> [WHAT THE TASK ASKS] Extract the listing below in full, unchanged.

--- BEGIN DATASET ---

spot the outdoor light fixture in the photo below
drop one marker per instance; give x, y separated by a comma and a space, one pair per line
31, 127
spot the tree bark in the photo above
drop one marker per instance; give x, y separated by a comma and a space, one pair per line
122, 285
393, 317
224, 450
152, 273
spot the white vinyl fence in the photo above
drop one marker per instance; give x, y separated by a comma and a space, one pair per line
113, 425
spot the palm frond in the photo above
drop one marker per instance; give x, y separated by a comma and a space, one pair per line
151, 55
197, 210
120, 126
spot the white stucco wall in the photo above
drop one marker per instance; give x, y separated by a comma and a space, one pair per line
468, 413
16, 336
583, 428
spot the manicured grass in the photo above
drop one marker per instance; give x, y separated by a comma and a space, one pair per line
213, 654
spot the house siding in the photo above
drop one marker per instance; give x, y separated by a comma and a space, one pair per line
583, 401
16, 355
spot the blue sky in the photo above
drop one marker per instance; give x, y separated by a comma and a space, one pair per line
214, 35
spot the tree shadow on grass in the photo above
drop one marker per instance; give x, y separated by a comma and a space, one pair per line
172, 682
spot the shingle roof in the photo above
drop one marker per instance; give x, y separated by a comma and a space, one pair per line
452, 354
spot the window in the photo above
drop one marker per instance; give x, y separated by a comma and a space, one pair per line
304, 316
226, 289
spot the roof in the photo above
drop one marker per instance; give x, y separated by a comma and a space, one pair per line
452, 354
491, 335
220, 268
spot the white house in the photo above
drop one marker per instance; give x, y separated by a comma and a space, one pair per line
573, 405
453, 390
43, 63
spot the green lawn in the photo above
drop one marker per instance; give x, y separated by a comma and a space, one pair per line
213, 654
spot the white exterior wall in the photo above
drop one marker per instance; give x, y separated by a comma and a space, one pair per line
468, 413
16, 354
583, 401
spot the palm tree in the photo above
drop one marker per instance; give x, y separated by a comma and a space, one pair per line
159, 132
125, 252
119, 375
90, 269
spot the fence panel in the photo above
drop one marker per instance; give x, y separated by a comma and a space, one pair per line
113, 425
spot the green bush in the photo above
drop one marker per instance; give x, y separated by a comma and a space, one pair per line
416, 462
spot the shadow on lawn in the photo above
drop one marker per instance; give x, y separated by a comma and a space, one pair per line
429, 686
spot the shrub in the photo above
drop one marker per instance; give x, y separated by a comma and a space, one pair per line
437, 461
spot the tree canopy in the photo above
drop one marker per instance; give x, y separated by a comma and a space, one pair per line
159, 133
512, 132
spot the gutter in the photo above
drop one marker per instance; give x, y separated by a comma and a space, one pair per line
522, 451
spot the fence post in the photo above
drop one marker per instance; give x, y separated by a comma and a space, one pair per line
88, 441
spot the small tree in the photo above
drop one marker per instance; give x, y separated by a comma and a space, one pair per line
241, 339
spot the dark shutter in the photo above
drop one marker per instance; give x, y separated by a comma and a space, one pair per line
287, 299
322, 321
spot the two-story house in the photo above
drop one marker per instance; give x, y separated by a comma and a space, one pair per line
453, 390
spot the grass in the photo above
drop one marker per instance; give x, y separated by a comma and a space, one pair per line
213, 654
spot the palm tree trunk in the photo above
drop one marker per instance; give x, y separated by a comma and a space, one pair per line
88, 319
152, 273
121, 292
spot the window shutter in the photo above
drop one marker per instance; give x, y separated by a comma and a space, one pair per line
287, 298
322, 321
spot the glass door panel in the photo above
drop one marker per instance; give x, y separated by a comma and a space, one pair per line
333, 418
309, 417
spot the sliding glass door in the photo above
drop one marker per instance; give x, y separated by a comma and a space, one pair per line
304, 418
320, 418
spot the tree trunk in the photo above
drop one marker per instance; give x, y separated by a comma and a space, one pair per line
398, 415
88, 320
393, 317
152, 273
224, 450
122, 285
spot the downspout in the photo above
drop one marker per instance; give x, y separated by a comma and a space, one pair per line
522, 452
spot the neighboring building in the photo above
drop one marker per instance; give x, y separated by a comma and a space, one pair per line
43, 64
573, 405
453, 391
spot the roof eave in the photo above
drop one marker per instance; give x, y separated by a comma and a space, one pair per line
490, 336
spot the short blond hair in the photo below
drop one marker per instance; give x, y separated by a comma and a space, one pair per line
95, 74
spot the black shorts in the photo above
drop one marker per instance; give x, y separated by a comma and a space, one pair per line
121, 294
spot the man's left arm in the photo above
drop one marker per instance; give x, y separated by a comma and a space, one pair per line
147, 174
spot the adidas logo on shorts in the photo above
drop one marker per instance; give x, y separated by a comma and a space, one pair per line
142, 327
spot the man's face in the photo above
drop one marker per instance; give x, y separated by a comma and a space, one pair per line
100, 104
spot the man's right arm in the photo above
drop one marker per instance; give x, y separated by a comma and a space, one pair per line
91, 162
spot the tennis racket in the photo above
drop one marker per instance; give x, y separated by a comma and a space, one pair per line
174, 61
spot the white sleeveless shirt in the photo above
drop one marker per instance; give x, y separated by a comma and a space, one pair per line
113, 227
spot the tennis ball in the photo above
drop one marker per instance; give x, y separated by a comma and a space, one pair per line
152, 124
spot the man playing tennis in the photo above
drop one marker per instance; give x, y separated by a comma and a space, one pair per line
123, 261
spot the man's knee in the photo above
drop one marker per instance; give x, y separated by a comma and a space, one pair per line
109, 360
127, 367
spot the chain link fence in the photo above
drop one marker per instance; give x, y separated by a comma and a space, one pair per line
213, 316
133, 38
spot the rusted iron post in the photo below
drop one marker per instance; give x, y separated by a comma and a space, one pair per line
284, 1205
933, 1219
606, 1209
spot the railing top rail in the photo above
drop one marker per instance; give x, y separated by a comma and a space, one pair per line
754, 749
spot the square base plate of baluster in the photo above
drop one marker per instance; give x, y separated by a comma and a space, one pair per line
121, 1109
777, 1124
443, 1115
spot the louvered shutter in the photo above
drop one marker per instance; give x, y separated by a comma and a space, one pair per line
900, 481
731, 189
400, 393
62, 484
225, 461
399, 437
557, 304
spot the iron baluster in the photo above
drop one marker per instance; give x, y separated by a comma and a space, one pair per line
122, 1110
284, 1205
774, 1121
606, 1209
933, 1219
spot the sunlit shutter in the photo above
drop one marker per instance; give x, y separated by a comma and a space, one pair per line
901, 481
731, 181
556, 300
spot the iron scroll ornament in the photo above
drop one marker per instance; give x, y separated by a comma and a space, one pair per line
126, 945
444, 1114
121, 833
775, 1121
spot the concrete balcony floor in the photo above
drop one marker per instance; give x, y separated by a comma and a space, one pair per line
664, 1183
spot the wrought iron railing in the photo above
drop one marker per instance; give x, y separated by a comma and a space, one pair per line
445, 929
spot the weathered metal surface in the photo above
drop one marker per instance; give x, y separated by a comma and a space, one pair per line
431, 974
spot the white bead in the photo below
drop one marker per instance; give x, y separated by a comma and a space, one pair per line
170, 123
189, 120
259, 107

--- END DATASET ---

> [RESPONSE BELOW]
spot the outdoor light fixture in the photo below
drop one marker per instance; give x, y separated by a comma and a space, one pair per line
31, 127
spot the tree bark in the photo above
drop one marker per instance; give x, y separated by a comma and a space, one pair per line
122, 285
393, 317
224, 450
152, 273
spot the white vinyl fence in the photo above
drop one marker per instance; give x, y separated by a comma and a space, one pair per line
113, 425
spot the palm frond in the photo above
drop one marker per instance; give x, y separated by a comma and a space, one pair per line
151, 55
197, 210
120, 126
spot the white stucco wall in the photo above
drop one marker per instance; give x, y separated by a comma and a space, one pair per line
468, 413
16, 336
583, 428
spot the manicured grass in the photo above
drop one marker per instance; give x, y separated by a comma and a space, one pair per line
213, 654
spot the house siding in the photo above
drop one marker per instance; give x, y separated by a comma and a space, one pair per line
583, 401
16, 355
spot the blue sky in the photo above
drop one marker per instance; give x, y separated by a comma and a space, one pair per line
214, 35
spot the tree shadow on grass in the photo above
drop one marker per instance; give x, y separated by a comma and a space, one pair per line
172, 682
spot the shingle roof in the photo above
drop one marker per instance; give x, y separated by a comma and a space, one pair per line
452, 354
spot the window in the photo above
drop one marker per instance; give x, y separated by a comma and a space, one pair per line
304, 316
226, 289
spot the roof in the photo above
drop one marker per instance; give x, y separated by a comma and a space, one pair per line
452, 354
491, 335
220, 268
spot the white house in the photo above
drop one marker per instance; give x, y separated by a comma and a space, one pair per line
573, 405
453, 390
43, 63
spot the green lawn in the photo above
drop one marker per instance; give x, y separated by a comma and a space, one pair per line
213, 654
spot the white exterior wall in the photo above
drop one marker per instance; give x, y separated by a comma and a space, one pair per line
468, 413
16, 354
583, 401
spot the palm tree in the photo above
drop one marker per instance; give x, y separated by a comma and a space, one pair per line
159, 132
125, 252
119, 375
90, 269
spot the fence panel in the photo above
drop one marker per instance; give x, y separated by a comma and a space, one pair per line
113, 425
spot the green bush in the photo above
drop one marker per instance; give x, y separated by a comma and a space, one pair per line
416, 462
spot the shadow on lawn in the photo above
drop one marker per instance; give x, y separated by a comma and a space, one pair per line
429, 686
spot the shrub in the photo above
drop one marker per instance; give x, y separated by a comma and a space, one pair per line
437, 461
spot the tree canopy in the photo above
drop one marker per instance; give x, y separated by a comma and a space, one pair per line
159, 133
512, 132
spot the gutter in the photo above
drop one marker per instance; give x, y separated by a comma and a space, one pair per line
522, 451
spot the fence post in the photo above
drop one marker per instance; give x, y separated by a comma and a space, one pair per line
88, 441
spot the small tree in the photo above
drop one marker per instance; give x, y separated by a comma and a space, one pair per line
241, 339
spot the dark shutter in the photo above
drop one marker per instance; give x, y separated by a comma and a space, one pair per line
287, 299
322, 321
spot the two-story house in the photo above
drop one marker per instance; give x, y separated by a comma and a space, one pair per line
453, 390
spot the grass in the photo above
drop one marker per instance; give x, y separated by a comma and a space, one pair per line
213, 654
spot the palm tree trunk in the photo above
drop one marker per instance; give x, y separated by a comma and a space, one pair per line
88, 319
152, 273
121, 292
spot the window shutter in the photo above
drop one marker per instance; give x, y separated by a comma and a space, one pair per line
287, 298
322, 321
spot the glass door panel in the photo above
drop one marker per instance; give x, y separated by a comma and a space, one pair per line
333, 418
309, 417
spot the sliding glass door in the photo above
drop one marker per instance; give x, y separated by a comma and a space, one pair per line
304, 418
320, 418
spot the tree trunk in the photo above
drop one marker per instance; give x, y separated by a comma and a space, one pair per line
398, 415
88, 320
393, 317
152, 273
224, 450
122, 285
spot the downspout in the photo above
drop one marker per instance; give x, y separated by a comma and a space, one pair per line
522, 452
spot the neighboring building in the photo above
drop one marker per instance; give x, y separated by a comma and a space, one pair per line
43, 64
573, 405
453, 391
spot the roof eave in the photo above
drop one marker per instance; give x, y separated by a comma and a space, one pair per line
490, 336
spot the short blond hair in the photo below
drop one marker per instance; give x, y separated by a comma and a space, one pair per line
95, 74
spot the black shorts in the photo above
drop one marker per instance; give x, y separated by a comma and a space, one pair per line
121, 294
spot the man's left arm in the photo above
drop one marker per instance; give x, y separated by a comma and a space, one pair per line
147, 174
spot the adidas logo on shorts in the photo above
drop one marker per instance; give x, y separated by a comma and a space, one pair per line
142, 327
spot the man's face in the photo above
drop one marker per instance; give x, y separated by a comma and a space, one pair per line
100, 104
spot the man's right arm in the photo above
drop one marker per instance; give x, y separated by a comma and a space, one pair per line
91, 162
spot the tennis racket in the photo above
drop one marker per instance; give x, y separated by a comma and a space, one pair per line
174, 61
spot the white sleeveless shirt in the photo above
drop one marker per instance; give x, y separated by a comma and a space, one pair per line
113, 227
spot the tennis ball in the photo above
drop one marker per instance; give x, y separated by a comma and a space, one pair per line
152, 124
spot the man playing tennis in the photo above
drop one marker per instance; give x, y separated by a comma and a space, one pair per line
123, 261
spot the man's knee in the photo above
drop one marker per instance; give x, y separated by a comma and a space, one pair per line
109, 360
127, 367
spot the chain link fence in the photo above
drop one marker per instance; give x, y separated by a comma and a space, one pair per line
213, 316
133, 38
spot the rusted iron post in the photo below
drop one marker per instance; give x, y separated by a comma and a space, one pair per line
284, 1205
933, 1219
606, 1209
spot the railing top rail in the photo above
drop one marker per instance; give x, y separated by a comma and a space, one pair per line
754, 749
spot the square base plate of baluster in the photo above
drop one marker per instance; give x, y separated by a comma and a space, one pair per line
121, 1109
777, 1124
443, 1115
spot the louvered shutter in the photo above
drop one marker per instance; give x, y separated by a comma and a space, one pair per line
900, 481
731, 189
400, 393
62, 484
225, 461
399, 437
557, 304
spot the iron baluster in the photo above
drop one marker per instance; give x, y separated by a comma and a space, one pair per line
122, 1110
284, 1205
774, 1121
606, 1209
933, 1219
spot the sunlit shutter in the photo above
drop one marker per instance; give x, y separated by a comma and a space, one pair per line
901, 481
731, 181
556, 300
spot the iron scroll ornament in the photo above
drop one marker per instance; give x, y separated by a comma and a space, one pair per line
126, 945
444, 1114
121, 833
775, 1121
spot the concrete balcony floor in the photo above
drop one marker per instance; give x, y separated by a comma and a space, one pair per line
664, 1183
spot the wrought iron railing in the photo above
drop one marker per instance; give x, y separated by a comma and a space, one pair per line
445, 929
spot the weathered metal surface in the photo above
drop one marker per instance; give x, y separated by a comma and a space, one pair per line
431, 974
spot the white bead in the photo below
drop one marker per instance; give x, y separated by a comma and a space, one pair per line
170, 123
189, 120
259, 107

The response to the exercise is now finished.